Gli iPhone e gli smartphone in generale sono diventati una parte essenziale della nostra vita. La gente li usa per memorizzare una serie incredibile di dati, a partire dalle nostre conversazioni personali, fino ad arrivare alle foto private, alla musica, alle nostre note, ai contatti, ai calendari, alle informazioni finanziarie, ai nostri spostamenti e ai dati sulla nostra salute.

Tutte queste informazioni devono essere protette da possibili attacchi da parte di hacker e criminali che vogliono accedervi, magari per rubarli o per utilizzarli senza il nostro permesso. I clienti si aspettano che Apple e le altre aziende tecnologiche facciano tutto quello che è in nostro potere per proteggere tali informazioni personali, e in Apple siamo impegnati al massimo per salvaguardare i dati personali.

Compromettere la sicurezza dei nostri dati personali può mettere a rischio la nostra sicurezza. É per questo che la crittografia è diventata così importante per tutti noi.

Per molti anni, abbiamo utilizzato la crittografia per proteggere i dati personali dei nostri clienti, perchè crediamo che sia l’unico modo per mantenere le loro informazioni al sicuro. Abbiamo anche fatto in modo che i dati dei clienti siano al di fuori della nostra portata, perchè crediamo che il contenuto del tuo iPhone non sia affar nostro.

Il caso San Bernardino

Siamo rimasti scioccati e indignati per gli attacchi terroristici di San Bernardino. Piangiamo la perdita di tante vite e chiediamo giustizia per tutti loro. L’FBI ci ha chiesto aiuto nei giorno successivi all’attacco, e abbiamo lavorato duramente per collaborare con il governo per risolvere questo crimine orribile. Non abbiamo alcuna simpatia per i terroristi.

▶ _DATI FORNITI_:
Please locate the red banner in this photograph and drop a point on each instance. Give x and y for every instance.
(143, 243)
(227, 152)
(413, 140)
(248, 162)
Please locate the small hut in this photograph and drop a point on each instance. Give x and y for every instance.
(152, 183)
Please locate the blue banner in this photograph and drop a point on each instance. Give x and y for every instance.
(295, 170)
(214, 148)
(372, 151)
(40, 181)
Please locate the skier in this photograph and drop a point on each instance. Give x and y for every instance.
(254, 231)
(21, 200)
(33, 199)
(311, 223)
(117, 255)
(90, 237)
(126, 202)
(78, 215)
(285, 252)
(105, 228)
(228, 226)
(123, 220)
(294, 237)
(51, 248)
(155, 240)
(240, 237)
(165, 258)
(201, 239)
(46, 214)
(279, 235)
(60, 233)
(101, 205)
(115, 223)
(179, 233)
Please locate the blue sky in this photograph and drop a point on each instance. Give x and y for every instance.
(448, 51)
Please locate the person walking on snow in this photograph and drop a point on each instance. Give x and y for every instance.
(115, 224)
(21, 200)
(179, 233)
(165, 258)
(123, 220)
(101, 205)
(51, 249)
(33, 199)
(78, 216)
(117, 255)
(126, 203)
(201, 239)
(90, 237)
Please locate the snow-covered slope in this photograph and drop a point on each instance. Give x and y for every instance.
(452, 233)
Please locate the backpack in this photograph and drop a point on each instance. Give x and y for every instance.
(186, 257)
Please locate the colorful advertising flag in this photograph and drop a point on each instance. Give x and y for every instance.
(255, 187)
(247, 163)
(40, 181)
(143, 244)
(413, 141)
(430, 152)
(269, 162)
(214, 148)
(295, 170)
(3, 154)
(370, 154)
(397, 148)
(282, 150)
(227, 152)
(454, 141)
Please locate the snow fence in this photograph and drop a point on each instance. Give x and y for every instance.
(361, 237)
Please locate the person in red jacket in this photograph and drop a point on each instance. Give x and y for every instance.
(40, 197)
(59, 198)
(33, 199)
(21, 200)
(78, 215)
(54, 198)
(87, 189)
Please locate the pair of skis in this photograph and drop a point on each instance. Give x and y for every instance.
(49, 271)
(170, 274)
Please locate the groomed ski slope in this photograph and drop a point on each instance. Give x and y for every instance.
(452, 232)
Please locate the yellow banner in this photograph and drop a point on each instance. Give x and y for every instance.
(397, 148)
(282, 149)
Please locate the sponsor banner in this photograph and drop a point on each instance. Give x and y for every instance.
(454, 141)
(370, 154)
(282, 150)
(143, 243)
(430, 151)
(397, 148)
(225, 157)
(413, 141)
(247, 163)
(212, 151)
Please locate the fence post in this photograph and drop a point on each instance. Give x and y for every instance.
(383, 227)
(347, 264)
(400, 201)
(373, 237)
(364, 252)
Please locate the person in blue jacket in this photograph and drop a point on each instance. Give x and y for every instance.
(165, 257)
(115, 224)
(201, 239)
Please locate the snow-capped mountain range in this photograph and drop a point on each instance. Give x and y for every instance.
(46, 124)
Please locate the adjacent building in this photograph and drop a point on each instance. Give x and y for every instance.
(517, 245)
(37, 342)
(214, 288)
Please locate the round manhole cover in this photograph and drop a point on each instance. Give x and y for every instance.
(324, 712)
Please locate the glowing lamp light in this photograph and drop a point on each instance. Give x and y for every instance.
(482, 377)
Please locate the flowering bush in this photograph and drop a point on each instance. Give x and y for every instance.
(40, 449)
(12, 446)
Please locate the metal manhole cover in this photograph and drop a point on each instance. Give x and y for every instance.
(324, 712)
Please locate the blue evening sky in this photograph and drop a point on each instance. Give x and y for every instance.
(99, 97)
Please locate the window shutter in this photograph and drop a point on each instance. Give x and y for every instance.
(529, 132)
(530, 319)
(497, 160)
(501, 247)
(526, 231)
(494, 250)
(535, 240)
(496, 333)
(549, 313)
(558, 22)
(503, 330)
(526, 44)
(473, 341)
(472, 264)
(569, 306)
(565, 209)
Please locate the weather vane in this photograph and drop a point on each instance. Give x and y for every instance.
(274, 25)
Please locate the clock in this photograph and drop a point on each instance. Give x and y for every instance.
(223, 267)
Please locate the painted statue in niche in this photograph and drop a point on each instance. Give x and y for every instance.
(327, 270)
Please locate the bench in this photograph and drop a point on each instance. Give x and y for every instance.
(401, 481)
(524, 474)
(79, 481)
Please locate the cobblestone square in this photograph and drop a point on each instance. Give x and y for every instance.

▶ _CONSEGNA_:
Continua il testo sulla crittografia dei dati degli iPhone a partire dalla sua ultima frase. I dati non hanno alcun ruolo in questo lavoro.

▶ _RISULTATO FINALE_:
Quando l’FBI ci ha richiesto i dati che sono in nostro possesso, noi abbiamo subito collaborato fornendo tutte le informazioni del caso. Apple rispetta le citazioni dei tribunali e i mandati di perquisizione, come abbiamo fatto nella vicenda di San Bernardino. Abbiamo anche fornito alcuni ingegneri come consulenti dell’FBI, oltre ad una serie di idee e di opzioni per le indagini.

Abbiamo un grande rispetto per i professionisti dell’FBI e sappiamo che le loro intenzioni sono finalizzate al bene comune. Fino a questo punto, abbiamo fornito tutto quello che è in nostro possesso per aiutarli, nel rispetto della legge. Ma ora, il governo degli Stati Uniti ci ha chiesto qualche che semplicemente non abbiamo, ed è qualcosa che consideriamo troppo pericoloso da creare. Ci hanno chiesto di realizzare una backdoor per l’iPhone.

In particolare, l’FBI vorrebbe una nuova  versione del sistema operativo dell’iPhone che possa aggirare le più importanti funzioni di sicurezza, per consentire agli inquirenti di accedere ai dati dell’utente durante un’indagine. Nelle mani sbagliate, questo sistema operativo – che oggi non esiste – potrebbe consentire a chiunque di sbloccare l’iPhone e di accedere ai dati in esso memorizzati.

L’FBi può utilizzare parole diverse per descrivere questo strumento, ma la realtà non cambia: vogliono farci realizzare una versione di iOS che aggiri la sicurezza. Questa si chiama backdoor. E mentre il governo può sostenere che il suo utilizzo sarebbe limitato a questo caso, non avremmo nessun modo per garantire questo tipo di controllo.

La minaccia per la sicurezza dei dati

Alcuni potrebbero sostenere che la realizzazione di una backdook per un solo iPhone sia una soluzione semplice e funzionale, ma in questo caso ignorerebbe le basi della sicurezza digitale e il significato di quello che realmente sta chiedendo il governo. Nel mondo digitale, la “chiave” per un sistema crittografato è un passo di informazione che sblocca i dati, ed è il modo più sicuro per proteggere tali dati. Una volta che l’informazione è nota, la cifratura può essere superata da chiunque sia ne sia a conoscenza.

Il governo suggerisce che questo strumento potrebbe essere utilizzato solo una volta e su un unico telefono, ma non è vero. Una volta creata, questa tecnica potrebbe essere sfruttata più e più volte su qualsiasi dispositivo. Nel mondo non digitale, sarebbe l’equivalente di una chiave capace di aprire centinaia di milioni di serrature, da quelle dei ristoranti, fino alle banche, ai negozi e alle abitazioni private. Nessuna persona troverebbe accettabile questo tipo di soluzione.

Il governo sta chiedendo ad Apple di violare i diritti dei nostri utenti e di minare decenni di innovazioni in termini di sicurezza realizzate per proteggere i nostri clienti dai criminali informatici. Gli stessi ingegneri che hanno realizzato la forte crittografia che protegge i dati su iPhone, paradossalmente potrebbero essere pagati da altri per indebolire quelle protezioni e rendere i dati meno sicuri.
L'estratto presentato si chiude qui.